• **Set of tasks**:
- a) From the passage on focus, transcribe the part that begins at the words "What were the" and stops after the words "picture or word.".
- b) In the passage on focus, how is boredom described?
- c) Turn the paragraph of the passage on focus that begins "When you're repeating your slotras" into a short list that keeps its main facts.
━━━ Document text
Something they didn’t try was smacking them on the back of the head with a baseball bat. I think it would’ve worked, but I wasn’t there at the time and they didn’t ask me for my ideas. But anyway, the things they tried didn’t work at all. The yogis stayed in alpha, and their alpha rhythm didn’t respond at all to the annoying stimuli. By contrast, normal people sitting there who had relaxed enough to be in alpha would immediately come out of it from any of those stimuli.
What were the yogis doing? They were simply repeating some stimulus over and over. Either saying a word over and over to themselves (a mantra), or holding a picture in their mind’s eye, and when they drifted away into other thoughts, they brought their mind back to that picture or word.
Focus is what created the power.
The ability to stay with what you’re doing without getting your attention scattered by non-relevant stimuli is a vital component to your general effectiveness in life. Csikszentmihalyi wrote, “If the rock-climber were to worry about his job or his love life as he is hanging by his fingertips over the void, he would soon fall. The musician would hit a wrong note, the chess player would lose the game.”
If you can set a goal and stay with it through all the normal distractions of our modern world day after day until you reach your goal, you are in possession of a power to be reckoned with!
Focus creates power. Even my repetition of this principle here is creating a certain amount of focus.
But repetition is boring, isn’t it? Let’s look at that for a moment. Boredom means what? It’s an unpleasant state characterized by a wandering mind. Your mind wanders, which is the opposite of focus.
When you’re repeating your slotras, and your mind wanders, you can handle it in one of two ways. I don’t know which way is best. Either you can wait until you notice your mind has wandered, and then gently bring it back to repeating the slotra again. That’s the peaceful way. If you have too much stress in your life, that’s the one I recommend.
If you want more motivation and energy in your life, I recommend the other way: say your slotra fast enough and intensely enough that your mind doesn’t wander very much.
The repetition of the slotra focuses your mental powers on one idea and forms a well-worn path through your brain.
━━━━━━
━━━ Dataset entries
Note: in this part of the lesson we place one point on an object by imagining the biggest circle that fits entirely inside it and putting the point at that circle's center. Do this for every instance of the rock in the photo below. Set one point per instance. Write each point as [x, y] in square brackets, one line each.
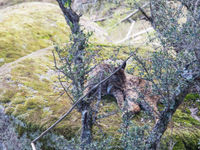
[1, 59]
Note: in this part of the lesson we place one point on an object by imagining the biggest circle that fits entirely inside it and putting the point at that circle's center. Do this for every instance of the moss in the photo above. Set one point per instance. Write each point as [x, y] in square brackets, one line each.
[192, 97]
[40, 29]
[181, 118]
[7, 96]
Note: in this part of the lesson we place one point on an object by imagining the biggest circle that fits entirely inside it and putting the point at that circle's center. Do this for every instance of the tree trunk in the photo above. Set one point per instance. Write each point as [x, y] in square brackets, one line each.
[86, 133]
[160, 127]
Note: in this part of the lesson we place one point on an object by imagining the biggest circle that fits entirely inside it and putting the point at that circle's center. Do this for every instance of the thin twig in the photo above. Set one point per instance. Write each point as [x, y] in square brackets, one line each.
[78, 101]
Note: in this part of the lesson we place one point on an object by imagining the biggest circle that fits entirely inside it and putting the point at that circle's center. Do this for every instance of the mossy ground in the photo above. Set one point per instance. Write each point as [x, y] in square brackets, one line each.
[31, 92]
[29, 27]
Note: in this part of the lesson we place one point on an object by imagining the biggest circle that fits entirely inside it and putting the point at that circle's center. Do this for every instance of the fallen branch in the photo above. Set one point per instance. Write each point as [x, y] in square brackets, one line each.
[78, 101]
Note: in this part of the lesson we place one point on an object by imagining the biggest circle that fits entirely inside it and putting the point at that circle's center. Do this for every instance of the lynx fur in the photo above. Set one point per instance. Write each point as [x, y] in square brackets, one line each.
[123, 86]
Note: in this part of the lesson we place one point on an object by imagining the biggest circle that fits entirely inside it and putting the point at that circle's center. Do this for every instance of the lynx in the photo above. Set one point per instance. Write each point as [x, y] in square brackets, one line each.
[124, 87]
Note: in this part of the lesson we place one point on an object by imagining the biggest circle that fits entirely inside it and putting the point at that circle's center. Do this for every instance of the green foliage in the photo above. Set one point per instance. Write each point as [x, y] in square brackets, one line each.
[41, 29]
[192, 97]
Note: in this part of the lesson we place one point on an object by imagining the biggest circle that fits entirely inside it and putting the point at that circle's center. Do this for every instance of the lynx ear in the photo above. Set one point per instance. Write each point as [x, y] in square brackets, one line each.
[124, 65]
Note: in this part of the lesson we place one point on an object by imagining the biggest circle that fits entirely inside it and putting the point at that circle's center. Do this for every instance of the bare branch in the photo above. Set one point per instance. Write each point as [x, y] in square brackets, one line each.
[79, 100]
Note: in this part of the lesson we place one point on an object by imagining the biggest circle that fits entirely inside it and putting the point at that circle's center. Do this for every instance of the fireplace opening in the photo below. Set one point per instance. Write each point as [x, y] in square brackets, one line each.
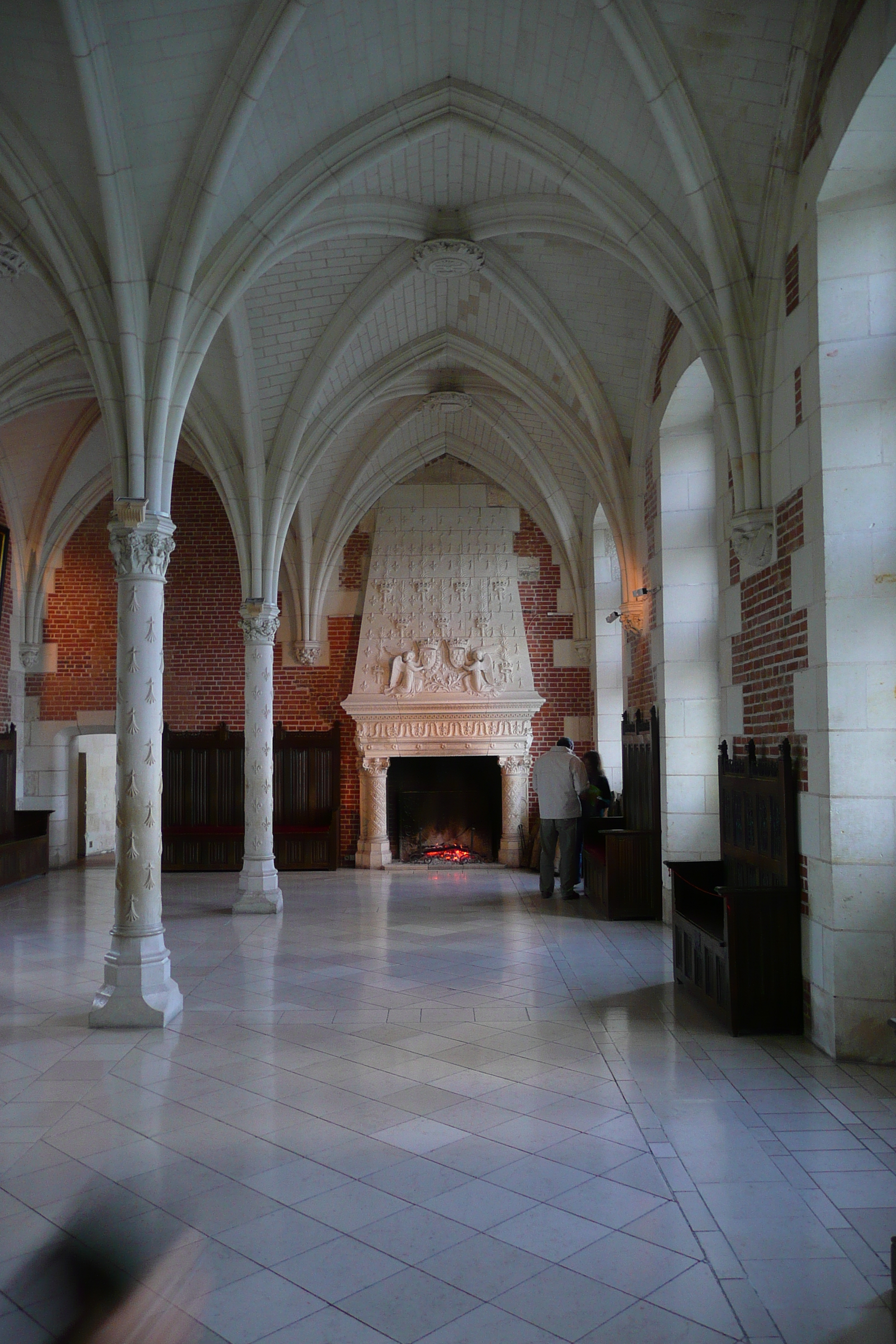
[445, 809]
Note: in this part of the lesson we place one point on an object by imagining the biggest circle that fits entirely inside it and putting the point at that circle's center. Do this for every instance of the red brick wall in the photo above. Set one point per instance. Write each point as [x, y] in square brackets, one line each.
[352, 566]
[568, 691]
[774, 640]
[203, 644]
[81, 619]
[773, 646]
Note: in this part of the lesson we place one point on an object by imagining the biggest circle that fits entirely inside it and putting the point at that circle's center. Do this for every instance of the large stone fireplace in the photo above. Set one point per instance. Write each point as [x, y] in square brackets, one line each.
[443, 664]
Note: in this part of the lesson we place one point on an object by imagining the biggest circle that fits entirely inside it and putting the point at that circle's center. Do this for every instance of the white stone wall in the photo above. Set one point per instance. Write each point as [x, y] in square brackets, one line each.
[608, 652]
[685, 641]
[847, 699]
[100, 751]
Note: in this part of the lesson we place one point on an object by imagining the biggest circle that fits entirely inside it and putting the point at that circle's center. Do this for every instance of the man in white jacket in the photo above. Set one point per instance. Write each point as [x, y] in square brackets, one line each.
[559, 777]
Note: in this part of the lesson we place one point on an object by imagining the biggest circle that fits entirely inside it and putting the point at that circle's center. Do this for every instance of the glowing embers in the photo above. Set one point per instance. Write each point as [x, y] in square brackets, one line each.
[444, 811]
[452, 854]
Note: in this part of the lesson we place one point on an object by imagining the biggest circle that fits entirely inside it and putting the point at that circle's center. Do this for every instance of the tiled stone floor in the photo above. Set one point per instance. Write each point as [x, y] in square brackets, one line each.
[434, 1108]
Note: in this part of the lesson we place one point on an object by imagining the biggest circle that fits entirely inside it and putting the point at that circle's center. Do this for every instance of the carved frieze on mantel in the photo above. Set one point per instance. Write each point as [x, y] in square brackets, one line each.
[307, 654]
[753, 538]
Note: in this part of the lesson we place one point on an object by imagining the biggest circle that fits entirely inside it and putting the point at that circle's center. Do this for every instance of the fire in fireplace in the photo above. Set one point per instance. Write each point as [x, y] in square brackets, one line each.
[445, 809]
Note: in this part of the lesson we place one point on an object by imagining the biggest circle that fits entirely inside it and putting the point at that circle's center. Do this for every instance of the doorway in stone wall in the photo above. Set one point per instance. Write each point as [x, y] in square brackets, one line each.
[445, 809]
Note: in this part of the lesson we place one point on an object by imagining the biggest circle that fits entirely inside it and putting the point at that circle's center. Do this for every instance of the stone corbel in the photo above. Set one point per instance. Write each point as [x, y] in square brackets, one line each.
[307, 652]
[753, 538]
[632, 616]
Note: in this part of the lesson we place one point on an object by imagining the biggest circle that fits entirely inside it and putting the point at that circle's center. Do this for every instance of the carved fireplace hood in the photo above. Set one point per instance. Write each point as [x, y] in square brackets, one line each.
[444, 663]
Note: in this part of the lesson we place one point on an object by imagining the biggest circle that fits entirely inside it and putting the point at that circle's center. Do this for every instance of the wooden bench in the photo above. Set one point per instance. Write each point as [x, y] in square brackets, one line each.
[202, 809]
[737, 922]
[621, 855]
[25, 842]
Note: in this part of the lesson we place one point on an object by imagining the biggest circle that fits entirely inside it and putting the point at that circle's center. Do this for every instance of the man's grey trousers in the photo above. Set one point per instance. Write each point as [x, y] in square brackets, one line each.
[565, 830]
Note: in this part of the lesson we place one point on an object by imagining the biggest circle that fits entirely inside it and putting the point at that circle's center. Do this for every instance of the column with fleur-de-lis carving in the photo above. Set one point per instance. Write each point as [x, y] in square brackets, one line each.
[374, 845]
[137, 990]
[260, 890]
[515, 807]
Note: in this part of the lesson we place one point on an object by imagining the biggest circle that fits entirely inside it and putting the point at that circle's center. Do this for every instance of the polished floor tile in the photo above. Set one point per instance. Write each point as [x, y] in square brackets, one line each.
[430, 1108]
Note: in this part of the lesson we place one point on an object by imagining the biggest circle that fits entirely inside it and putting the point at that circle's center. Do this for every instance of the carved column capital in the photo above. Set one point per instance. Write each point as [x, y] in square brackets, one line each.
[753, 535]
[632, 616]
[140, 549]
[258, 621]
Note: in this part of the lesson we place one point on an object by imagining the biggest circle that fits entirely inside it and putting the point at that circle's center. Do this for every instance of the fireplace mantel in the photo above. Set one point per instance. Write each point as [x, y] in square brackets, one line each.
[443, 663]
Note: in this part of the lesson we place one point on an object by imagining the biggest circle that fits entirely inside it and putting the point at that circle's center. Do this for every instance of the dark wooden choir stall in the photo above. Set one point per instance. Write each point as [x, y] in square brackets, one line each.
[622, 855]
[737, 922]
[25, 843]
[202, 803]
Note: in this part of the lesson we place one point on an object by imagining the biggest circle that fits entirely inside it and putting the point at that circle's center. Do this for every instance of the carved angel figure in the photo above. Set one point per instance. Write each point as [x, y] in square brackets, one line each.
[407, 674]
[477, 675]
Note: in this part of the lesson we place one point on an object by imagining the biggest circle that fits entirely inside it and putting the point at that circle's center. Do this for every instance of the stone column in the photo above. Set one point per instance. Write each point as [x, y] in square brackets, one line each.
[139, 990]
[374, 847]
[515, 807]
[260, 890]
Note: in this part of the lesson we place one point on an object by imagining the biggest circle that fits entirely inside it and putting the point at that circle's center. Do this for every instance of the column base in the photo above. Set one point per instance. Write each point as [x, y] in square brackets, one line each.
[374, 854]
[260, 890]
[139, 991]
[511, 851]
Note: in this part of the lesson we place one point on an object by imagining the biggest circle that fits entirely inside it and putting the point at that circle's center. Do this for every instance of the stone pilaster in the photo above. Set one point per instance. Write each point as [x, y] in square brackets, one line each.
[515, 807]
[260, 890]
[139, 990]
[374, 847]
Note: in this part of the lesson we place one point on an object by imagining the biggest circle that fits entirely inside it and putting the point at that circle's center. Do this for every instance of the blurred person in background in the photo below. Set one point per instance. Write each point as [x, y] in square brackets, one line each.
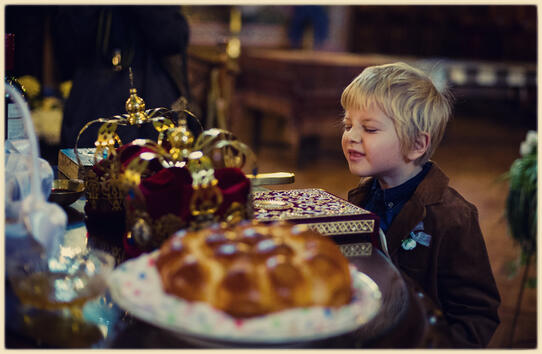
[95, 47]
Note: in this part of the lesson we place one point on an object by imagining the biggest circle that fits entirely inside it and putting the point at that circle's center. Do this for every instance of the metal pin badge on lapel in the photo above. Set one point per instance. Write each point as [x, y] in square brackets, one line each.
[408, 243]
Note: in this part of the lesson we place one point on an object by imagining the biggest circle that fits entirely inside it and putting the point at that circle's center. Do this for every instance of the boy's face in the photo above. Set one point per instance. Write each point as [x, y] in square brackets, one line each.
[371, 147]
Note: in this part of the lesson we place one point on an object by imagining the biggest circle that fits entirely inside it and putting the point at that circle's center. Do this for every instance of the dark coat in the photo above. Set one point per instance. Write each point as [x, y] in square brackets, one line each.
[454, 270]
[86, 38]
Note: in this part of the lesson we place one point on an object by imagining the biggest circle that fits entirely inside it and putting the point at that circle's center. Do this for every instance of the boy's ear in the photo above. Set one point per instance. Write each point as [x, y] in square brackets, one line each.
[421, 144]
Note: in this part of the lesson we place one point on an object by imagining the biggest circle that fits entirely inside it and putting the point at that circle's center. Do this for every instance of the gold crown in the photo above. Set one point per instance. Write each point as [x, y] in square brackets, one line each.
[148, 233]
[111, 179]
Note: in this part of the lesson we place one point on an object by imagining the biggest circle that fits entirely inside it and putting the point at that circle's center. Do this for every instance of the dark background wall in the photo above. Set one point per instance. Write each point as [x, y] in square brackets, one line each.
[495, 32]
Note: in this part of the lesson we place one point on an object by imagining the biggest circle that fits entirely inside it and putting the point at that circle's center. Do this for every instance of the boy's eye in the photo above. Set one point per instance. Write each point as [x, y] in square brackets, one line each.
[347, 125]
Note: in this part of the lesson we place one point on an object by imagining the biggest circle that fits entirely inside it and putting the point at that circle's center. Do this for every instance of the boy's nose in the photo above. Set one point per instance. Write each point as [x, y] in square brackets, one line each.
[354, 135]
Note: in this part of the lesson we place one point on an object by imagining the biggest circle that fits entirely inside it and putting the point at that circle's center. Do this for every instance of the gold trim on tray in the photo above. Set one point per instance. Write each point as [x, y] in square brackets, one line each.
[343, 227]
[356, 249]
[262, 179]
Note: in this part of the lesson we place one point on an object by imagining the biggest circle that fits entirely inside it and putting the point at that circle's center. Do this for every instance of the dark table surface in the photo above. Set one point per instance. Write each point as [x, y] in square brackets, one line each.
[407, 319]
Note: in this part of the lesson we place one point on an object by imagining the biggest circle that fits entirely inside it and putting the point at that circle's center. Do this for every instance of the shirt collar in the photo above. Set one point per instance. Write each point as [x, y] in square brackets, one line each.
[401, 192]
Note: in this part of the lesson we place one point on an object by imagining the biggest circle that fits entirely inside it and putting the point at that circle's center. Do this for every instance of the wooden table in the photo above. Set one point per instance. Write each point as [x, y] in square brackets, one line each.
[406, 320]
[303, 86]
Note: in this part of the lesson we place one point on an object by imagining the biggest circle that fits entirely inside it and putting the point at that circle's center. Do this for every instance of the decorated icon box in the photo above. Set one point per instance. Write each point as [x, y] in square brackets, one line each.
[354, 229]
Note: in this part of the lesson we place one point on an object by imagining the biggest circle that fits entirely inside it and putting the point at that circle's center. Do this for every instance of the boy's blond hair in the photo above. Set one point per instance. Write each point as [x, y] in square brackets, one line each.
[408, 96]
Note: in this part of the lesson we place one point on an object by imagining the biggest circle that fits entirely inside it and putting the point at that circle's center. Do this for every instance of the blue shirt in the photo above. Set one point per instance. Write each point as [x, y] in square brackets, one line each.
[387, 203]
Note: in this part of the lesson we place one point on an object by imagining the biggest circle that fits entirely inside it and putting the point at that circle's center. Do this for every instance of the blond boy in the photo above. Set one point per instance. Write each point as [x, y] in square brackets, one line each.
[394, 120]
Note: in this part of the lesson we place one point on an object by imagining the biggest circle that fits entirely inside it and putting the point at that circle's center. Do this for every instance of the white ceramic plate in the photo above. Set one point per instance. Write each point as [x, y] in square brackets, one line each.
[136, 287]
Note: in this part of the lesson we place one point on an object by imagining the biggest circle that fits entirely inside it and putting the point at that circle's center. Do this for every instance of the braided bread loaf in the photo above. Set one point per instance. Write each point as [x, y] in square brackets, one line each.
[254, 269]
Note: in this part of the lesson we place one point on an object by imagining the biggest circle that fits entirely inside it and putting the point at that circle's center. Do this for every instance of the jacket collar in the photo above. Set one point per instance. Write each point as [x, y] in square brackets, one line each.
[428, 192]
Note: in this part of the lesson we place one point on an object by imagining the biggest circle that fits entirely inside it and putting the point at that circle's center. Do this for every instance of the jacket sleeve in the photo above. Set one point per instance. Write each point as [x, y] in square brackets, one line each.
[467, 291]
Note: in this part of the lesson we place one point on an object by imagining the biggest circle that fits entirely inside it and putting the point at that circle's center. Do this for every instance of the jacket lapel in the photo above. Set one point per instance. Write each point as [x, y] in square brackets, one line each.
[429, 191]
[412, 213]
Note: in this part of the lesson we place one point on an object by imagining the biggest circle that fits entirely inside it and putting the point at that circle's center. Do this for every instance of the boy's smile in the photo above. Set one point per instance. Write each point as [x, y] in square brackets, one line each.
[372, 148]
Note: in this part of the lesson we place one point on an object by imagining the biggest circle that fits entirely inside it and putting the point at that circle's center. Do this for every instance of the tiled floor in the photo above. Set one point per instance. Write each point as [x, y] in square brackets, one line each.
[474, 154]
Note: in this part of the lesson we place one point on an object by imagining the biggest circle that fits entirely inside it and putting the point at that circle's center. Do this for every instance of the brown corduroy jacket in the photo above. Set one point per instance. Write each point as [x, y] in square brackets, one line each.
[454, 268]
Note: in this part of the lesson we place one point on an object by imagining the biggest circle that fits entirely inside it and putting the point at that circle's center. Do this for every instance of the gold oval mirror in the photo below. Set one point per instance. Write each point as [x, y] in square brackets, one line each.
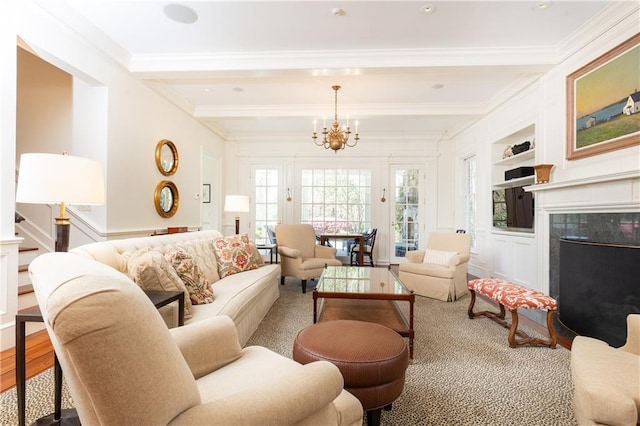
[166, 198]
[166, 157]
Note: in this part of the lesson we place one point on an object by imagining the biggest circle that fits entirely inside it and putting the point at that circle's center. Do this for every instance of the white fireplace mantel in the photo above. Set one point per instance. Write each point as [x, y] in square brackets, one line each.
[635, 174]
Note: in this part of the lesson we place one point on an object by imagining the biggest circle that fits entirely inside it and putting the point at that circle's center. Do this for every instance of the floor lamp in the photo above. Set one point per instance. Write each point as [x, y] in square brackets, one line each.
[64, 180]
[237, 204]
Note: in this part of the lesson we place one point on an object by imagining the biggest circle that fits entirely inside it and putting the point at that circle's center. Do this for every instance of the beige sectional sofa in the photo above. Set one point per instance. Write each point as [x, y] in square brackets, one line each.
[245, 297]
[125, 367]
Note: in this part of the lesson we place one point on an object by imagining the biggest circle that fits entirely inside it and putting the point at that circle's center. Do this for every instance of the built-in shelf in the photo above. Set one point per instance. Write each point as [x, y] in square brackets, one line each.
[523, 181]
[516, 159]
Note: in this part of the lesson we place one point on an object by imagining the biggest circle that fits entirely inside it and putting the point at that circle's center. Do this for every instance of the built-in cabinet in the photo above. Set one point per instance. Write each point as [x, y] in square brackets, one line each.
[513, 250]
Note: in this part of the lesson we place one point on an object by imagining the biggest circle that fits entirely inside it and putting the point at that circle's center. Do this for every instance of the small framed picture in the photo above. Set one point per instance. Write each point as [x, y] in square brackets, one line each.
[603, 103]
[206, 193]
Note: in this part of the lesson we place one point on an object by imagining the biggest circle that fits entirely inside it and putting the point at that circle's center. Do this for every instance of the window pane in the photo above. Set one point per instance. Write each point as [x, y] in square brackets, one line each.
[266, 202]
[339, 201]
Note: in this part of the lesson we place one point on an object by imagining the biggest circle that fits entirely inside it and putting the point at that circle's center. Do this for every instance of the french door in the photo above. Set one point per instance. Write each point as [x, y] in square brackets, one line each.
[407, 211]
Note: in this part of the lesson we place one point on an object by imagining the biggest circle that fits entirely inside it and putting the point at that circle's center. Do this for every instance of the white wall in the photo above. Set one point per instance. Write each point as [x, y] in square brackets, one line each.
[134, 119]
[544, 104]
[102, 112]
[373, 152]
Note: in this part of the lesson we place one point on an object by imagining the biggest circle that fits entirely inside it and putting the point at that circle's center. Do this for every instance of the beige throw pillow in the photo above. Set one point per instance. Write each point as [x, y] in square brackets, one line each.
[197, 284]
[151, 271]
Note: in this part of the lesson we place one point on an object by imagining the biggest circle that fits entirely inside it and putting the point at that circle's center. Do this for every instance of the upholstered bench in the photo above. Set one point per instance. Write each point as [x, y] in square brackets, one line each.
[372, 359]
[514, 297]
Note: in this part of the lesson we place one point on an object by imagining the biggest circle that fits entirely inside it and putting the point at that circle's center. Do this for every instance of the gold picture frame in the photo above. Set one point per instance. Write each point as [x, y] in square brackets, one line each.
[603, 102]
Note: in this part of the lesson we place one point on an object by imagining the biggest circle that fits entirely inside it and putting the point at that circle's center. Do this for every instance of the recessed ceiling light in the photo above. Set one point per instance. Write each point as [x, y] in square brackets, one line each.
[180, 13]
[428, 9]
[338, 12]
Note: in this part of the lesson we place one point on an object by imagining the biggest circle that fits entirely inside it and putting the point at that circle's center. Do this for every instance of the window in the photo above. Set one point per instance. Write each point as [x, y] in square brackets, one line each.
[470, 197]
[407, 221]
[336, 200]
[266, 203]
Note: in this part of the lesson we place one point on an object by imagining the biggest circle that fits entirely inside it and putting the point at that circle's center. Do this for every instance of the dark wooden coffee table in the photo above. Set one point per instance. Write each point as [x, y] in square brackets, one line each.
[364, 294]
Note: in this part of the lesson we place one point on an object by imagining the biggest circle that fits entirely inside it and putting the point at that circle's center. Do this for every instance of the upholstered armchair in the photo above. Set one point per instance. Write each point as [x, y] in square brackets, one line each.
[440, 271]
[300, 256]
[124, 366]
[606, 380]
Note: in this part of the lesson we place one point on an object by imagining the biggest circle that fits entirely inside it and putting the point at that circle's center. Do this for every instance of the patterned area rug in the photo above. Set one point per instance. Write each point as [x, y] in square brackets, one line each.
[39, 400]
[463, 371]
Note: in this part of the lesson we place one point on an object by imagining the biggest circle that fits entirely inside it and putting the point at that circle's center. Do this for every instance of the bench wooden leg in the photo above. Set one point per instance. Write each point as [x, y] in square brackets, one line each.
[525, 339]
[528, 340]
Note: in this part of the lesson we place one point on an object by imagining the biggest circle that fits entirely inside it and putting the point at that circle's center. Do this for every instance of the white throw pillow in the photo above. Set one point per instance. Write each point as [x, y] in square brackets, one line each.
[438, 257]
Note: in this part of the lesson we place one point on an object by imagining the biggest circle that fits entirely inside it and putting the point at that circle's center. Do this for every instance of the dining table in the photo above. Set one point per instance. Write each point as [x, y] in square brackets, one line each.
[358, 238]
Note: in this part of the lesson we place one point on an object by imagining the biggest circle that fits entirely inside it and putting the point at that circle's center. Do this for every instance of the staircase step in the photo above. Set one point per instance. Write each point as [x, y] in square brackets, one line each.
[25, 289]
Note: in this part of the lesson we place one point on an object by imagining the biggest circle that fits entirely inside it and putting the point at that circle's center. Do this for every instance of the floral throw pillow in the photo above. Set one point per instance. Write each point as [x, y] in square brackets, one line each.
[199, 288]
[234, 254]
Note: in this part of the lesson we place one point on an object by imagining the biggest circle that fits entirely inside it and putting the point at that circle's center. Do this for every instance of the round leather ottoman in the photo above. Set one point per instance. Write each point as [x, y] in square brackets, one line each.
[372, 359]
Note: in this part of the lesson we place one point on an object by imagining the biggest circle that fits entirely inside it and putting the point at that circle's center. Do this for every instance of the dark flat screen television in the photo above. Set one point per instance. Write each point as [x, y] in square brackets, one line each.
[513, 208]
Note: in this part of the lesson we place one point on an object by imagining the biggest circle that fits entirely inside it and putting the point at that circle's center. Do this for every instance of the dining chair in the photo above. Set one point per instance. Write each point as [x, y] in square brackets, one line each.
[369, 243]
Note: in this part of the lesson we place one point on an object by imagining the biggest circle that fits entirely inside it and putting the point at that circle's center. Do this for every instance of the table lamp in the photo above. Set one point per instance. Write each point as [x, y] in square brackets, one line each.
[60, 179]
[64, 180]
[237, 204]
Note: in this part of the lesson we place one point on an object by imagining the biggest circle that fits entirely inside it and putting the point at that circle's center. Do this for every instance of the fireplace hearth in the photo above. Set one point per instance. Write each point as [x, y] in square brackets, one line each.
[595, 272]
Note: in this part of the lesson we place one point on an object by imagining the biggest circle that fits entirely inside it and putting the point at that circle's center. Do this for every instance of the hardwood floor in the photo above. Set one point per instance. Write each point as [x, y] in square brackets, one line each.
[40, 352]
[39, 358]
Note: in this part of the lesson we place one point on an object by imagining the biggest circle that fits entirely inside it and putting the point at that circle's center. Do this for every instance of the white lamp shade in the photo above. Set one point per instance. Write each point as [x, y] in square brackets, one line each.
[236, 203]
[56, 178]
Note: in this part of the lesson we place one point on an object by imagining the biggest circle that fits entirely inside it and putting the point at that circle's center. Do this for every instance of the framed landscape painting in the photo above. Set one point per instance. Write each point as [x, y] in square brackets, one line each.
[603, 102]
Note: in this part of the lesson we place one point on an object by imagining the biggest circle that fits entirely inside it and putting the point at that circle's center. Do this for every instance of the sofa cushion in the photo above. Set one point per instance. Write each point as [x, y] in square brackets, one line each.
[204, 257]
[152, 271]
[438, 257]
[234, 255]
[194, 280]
━━━━━━
• **Solutions to the problems**:
- a)
What were the yogis doing? They were simply repeating some stimulus over and over. Either saying a word over and over to themselves (a mantra), or holding a picture in their mind’s eye, and when they drifted away into other thoughts, they brought their mind back to that picture or word.

- b) Boredom is described as an unpleasant state characterized by a wandering mind.

- c)
- A wandering mind during slotra repetition can be handled in one of two ways, and the writer does not know which is best.
- One way is to wait until you notice your mind has wandered, then gently bring it back to repeating the slotra.
- This is the peaceful way, which the writer recommends if you have too much stress in your life.